(Dataset entries)

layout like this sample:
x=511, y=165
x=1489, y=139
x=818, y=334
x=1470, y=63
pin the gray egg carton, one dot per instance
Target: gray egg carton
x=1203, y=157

### What the exercise asks
While keeping every line the same, please copy out all the records.

### Answer to the problem
layout like this sample:
x=511, y=165
x=1489, y=139
x=818, y=334
x=1470, y=63
pin the gray egg carton, one dot per instance
Target: gray egg carton
x=1203, y=157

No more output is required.